#### [The request]
Rewrite all the lines below as a Markdown table with the columns "No." and "Line," giving each row a number and leaving out blank lines.

---

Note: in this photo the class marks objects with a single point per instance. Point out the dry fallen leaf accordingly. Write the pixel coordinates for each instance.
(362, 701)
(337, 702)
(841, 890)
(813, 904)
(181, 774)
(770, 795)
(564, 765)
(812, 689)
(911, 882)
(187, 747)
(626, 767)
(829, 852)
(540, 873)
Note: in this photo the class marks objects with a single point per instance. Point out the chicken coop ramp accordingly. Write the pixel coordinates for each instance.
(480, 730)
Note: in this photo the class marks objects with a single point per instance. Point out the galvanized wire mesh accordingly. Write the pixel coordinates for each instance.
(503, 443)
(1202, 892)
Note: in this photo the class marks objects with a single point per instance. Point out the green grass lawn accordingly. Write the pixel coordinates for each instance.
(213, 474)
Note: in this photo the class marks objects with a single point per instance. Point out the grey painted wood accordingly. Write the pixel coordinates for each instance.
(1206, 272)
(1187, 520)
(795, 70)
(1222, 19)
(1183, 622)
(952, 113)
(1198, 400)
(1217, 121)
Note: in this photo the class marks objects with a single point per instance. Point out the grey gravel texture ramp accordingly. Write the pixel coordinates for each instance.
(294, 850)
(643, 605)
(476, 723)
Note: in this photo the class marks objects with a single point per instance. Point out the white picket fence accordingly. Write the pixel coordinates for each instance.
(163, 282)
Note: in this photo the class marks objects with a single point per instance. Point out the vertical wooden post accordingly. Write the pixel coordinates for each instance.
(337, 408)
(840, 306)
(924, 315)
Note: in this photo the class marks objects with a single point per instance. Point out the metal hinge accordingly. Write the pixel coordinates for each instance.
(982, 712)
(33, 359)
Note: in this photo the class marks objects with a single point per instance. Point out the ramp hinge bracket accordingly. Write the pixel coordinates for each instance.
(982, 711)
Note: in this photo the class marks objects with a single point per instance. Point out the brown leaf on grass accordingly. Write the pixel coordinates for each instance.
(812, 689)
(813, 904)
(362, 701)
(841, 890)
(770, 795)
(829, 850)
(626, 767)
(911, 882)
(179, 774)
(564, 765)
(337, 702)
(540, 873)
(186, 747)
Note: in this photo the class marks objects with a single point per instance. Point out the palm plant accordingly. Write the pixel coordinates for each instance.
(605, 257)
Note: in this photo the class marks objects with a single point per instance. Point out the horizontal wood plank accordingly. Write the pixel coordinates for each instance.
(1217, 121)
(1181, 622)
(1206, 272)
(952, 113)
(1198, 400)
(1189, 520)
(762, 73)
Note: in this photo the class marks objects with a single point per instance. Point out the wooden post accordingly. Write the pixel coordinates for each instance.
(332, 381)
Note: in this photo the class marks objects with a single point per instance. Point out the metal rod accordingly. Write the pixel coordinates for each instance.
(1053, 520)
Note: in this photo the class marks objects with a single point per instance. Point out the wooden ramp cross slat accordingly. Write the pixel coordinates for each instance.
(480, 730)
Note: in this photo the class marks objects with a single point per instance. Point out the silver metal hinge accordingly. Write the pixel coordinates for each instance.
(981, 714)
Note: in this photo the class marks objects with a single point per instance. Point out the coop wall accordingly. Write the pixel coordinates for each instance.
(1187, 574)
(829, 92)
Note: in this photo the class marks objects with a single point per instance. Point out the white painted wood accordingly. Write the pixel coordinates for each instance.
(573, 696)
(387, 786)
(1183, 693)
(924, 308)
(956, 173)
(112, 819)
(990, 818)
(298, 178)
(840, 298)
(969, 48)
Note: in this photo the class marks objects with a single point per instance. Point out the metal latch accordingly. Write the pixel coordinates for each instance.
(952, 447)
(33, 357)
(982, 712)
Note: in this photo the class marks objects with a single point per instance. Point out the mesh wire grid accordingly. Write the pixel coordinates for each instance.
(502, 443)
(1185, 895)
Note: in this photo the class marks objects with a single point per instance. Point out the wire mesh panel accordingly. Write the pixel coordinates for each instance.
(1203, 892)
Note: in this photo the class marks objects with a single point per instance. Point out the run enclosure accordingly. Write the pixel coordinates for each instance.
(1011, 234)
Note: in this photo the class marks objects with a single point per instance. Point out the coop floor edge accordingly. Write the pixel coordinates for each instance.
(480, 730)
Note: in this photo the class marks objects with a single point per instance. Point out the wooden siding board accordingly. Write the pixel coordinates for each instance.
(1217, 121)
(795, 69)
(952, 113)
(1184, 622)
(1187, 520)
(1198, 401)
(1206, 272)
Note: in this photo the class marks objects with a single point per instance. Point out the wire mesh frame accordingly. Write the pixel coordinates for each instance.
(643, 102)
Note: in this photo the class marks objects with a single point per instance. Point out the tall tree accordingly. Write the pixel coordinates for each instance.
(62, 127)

---

#### [The solution]
| No. | Line |
|---|---|
| 1 | Note: in this photo the class marks objects with a single point per instance. Point out the dry fallen leaf accordingly. Write the pixel coordinates for each instance. |
| 2 | (362, 701) |
| 3 | (337, 702) |
| 4 | (841, 890) |
| 5 | (813, 904) |
| 6 | (181, 774) |
| 7 | (770, 795) |
| 8 | (564, 765) |
| 9 | (812, 689) |
| 10 | (911, 882) |
| 11 | (187, 747) |
| 12 | (626, 767) |
| 13 | (829, 852) |
| 14 | (540, 873) |
| 15 | Note: in this photo the class marks objects with a single point per instance. Point out the chicken coop ramp accordingly. Write the pixel coordinates for each instance. |
| 16 | (480, 730) |
| 17 | Note: in this photo the class marks objects with a single point per instance. Point out the galvanized wire mesh accordingly. Write the pixel coordinates for each instance. |
| 18 | (503, 443) |
| 19 | (1202, 892) |
| 20 | Note: in this photo the class marks objects with a single point per instance. Point out the green grass lawn accordingly. Write the pixel coordinates for each instance. |
| 21 | (213, 474) |
| 22 | Note: in this photo the class marks objects with a single point per instance. Point out the grey painted wood accordingly. Write the pixel coordinates for each instance. |
| 23 | (1206, 272) |
| 24 | (1187, 520) |
| 25 | (795, 70) |
| 26 | (1222, 19) |
| 27 | (1183, 622) |
| 28 | (952, 113) |
| 29 | (1198, 400) |
| 30 | (1217, 121) |
| 31 | Note: in this photo the class marks objects with a single point per instance. Point out the grey gravel texture ramp accordingly. Write the pixel coordinates for each instance. |
| 32 | (294, 850) |
| 33 | (643, 605) |
| 34 | (476, 723) |
| 35 | Note: in this photo the class marks objects with a single point per instance. Point out the white picket fence accordingly. Write the pixel coordinates for each instance. |
| 36 | (163, 282) |
| 37 | Note: in this photo the class marks objects with a single point per instance. Point out the vertical wooden post accordingly. Write the pixel coordinates for each instance. |
| 38 | (337, 408) |
| 39 | (840, 306) |
| 40 | (924, 315) |
| 41 | Note: in this photo the class marks objects with a single point per instance. Point out the metal hinge accordingly. Write the pixel coordinates for each instance. |
| 42 | (982, 712) |
| 43 | (33, 359) |
| 44 | Note: in this photo the class marks objects with a single point per instance. Point out the ramp hinge bracket accordingly. Write the pixel coordinates for each instance. |
| 45 | (982, 711) |
| 46 | Note: in this photo the class marks objects with a single point per instance. Point out the brown leaf on grass accordingly. Write the pixel coordinates for each instance. |
| 47 | (812, 689) |
| 48 | (813, 904) |
| 49 | (362, 701) |
| 50 | (841, 890) |
| 51 | (770, 795) |
| 52 | (829, 850) |
| 53 | (626, 767) |
| 54 | (911, 882) |
| 55 | (179, 774) |
| 56 | (564, 765) |
| 57 | (337, 702) |
| 58 | (540, 873) |
| 59 | (186, 747) |
| 60 | Note: in this photo the class marks objects with a single point per instance. Point out the palm plant accordingly. Write the pixel coordinates for each instance. |
| 61 | (605, 257) |
| 62 | Note: in this photo the class marks objects with a single point per instance. Point out the horizontal wood plank accordingly. Write the pixel coordinates for each instance. |
| 63 | (1217, 121) |
| 64 | (1181, 622) |
| 65 | (1206, 272) |
| 66 | (952, 113) |
| 67 | (1198, 400) |
| 68 | (1189, 520) |
| 69 | (762, 73) |
| 70 | Note: in this photo the class marks objects with a single point per instance. Point out the wooden post accordingly. Write the pixel coordinates for each instance. |
| 71 | (332, 381) |
| 72 | Note: in this photo the class marks objects with a single point per instance. Point out the metal rod accordingly. Write the pixel coordinates for each instance. |
| 73 | (1053, 520) |
| 74 | Note: in this photo the class marks objects with a single point per instance. Point out the wooden ramp cross slat accordingly. Write the pixel coordinates for each instance. |
| 75 | (480, 730) |
| 76 | Note: in this photo the class marks objects with a single point per instance. Point out the silver metal hinge accordingly. Write the pixel coordinates for each instance. |
| 77 | (981, 714) |
| 78 | Note: in this photo the class marks objects with a single point per instance. Point out the coop wall accordingly. Write the pixel coordinates for each instance. |
| 79 | (1187, 574) |
| 80 | (829, 92) |
| 81 | Note: in this photo the class marks objects with a single point per instance. Point out the white painted wood accordingly. Write the pixel coordinates for each instance. |
| 82 | (573, 696) |
| 83 | (387, 786) |
| 84 | (1183, 693) |
| 85 | (924, 308) |
| 86 | (956, 173) |
| 87 | (112, 819) |
| 88 | (990, 818) |
| 89 | (298, 178) |
| 90 | (840, 298) |
| 91 | (969, 48) |
| 92 | Note: in this photo the class marks objects with a single point per instance. Point out the metal latch accordingly. Write the pixel coordinates for each instance. |
| 93 | (952, 447) |
| 94 | (33, 357) |
| 95 | (982, 712) |
| 96 | Note: in this photo the class marks objects with a single point per instance. Point out the mesh wire grid accordingly. Write the pixel coordinates for each instance. |
| 97 | (502, 443) |
| 98 | (1185, 895) |
| 99 | Note: in this photo the class marks objects with a single point per instance. Point out the wire mesh panel accordingly. Write the pixel coordinates for each instance. |
| 100 | (1203, 892) |
| 101 | Note: in this photo the class marks objects with a single point per instance. Point out the run enclosure accordingly. Write the pixel coordinates for each instance. |
| 102 | (1011, 234) |
| 103 | Note: in this photo the class marks objects with a single point per instance. Point out the coop floor edge accordingly. Write the pixel coordinates for each instance. |
| 104 | (480, 730) |
| 105 | Note: in this photo the class marks objects with a single point per instance. Point out the wooden siding board accordingly. Write the pixel coordinates for each instance. |
| 106 | (1217, 121) |
| 107 | (795, 69) |
| 108 | (952, 113) |
| 109 | (1184, 622) |
| 110 | (1187, 520) |
| 111 | (1198, 401) |
| 112 | (1206, 272) |
| 113 | Note: in this photo the class marks objects with a single point per instance. Point out the wire mesh frame accordingly. Write the pixel coordinates for each instance. |
| 114 | (643, 102) |
| 115 | Note: in this photo the class marks objects with a single point per instance. Point out the tall tree accordingly. Write the pixel coordinates for each instance. |
| 116 | (62, 127) |